### 記述問題 1
読解文について、次の問いに答えてください。
(a) 筆者が映画を観た映画館の名前は何ですか。
(b) 観賞した映画の題名は何ですか。
(c) その映画の監督は誰ですか。

### 読解文
震災後、初の映画館へ ~ホームカミング~2011年05月17日 23時32分35秒

先日、仙台駅東口のミニシアター館「チネ・ラヴィータ」で映画を観ました。
震災後に劇場で映画を観たのはこれが初めてです。

震災の直後には当然ながら、あれほど好きだった映画を観ることが躊躇われ、
映画館に足を向けることもまた迷いがありましたが、
こうして来ると複雑な感情がこみ上げてきます。

それは、嬉しさだけではなく、申し訳なさも感じているということで、
僕が見てきた光景はまだ僅かですが、その映像がときには蘇る現在、
自分の心の中ですが、なかなか言葉では言い表せません。

迷いがありましたが、震災前から母が見たいと言っていた映画でしたので、
それに乗っかるようなかたちで足を運べたとも言えるかもしれません。

観賞した映画は「ホームカミング」。
定年退職したサラリーマンがひょんなことから町内会の仕事に関わり、
土地開発で作られただけで故郷の香りがないと息子から馬鹿にされ、
高齢者人口が多くゆるやかに沈んでいくかのような町を、
町の全員が一体になって作り上げるお祭りを改革する物語。

主演は五時から男、テキトー男などの異名を持つ高田順次。
「金曜日の妻たちへ」の飯島敏宏監督がメガホンを撮ります。
僕としては、黒部進、森次晃嗣、桜井浩子さんが出ていることに
目を惹かれ(ウルトラシリーズですね。)、
さらに佐原健二さんも出てたり、庵野秀明先生や河崎実監督まで出して、
もうどーすんのこの特撮相関図!と感じた作品ですが。

しかし、実際に観賞すると作品そのものがこの上なく楽しい。
かなり多くのことを詰込みながらも過不足ない仕上がり。

抽出した項目

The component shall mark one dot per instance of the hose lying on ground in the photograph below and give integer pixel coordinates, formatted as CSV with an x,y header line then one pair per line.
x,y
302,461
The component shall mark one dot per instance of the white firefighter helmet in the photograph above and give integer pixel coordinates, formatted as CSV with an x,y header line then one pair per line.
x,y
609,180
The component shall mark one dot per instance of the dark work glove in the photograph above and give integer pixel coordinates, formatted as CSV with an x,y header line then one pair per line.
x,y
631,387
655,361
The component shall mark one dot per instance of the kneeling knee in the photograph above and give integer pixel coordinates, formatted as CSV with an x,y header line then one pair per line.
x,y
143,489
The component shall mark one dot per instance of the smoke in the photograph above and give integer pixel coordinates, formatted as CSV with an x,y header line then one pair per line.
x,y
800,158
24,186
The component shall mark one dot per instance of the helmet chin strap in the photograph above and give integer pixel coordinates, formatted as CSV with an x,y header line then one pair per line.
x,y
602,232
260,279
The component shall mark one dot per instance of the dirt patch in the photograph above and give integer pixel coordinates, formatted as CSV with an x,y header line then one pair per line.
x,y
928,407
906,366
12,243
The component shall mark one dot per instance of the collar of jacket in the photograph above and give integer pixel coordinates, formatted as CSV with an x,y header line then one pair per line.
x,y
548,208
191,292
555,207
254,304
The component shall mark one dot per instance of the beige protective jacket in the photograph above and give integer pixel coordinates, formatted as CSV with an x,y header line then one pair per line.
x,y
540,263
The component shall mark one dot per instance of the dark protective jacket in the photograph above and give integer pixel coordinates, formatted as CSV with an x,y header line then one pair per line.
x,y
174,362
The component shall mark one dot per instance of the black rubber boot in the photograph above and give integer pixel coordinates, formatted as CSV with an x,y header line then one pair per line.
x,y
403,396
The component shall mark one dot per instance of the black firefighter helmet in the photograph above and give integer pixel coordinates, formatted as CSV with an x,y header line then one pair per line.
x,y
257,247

### 記述問題 2
項目のうち、「dark」という語を含む行はいくつありますか。数だけを答えてください。

### 解答 1
(a) チネ・ラヴィータ
(b) ホームカミング
(c) 飯島敏宏監督

### 解答 2
2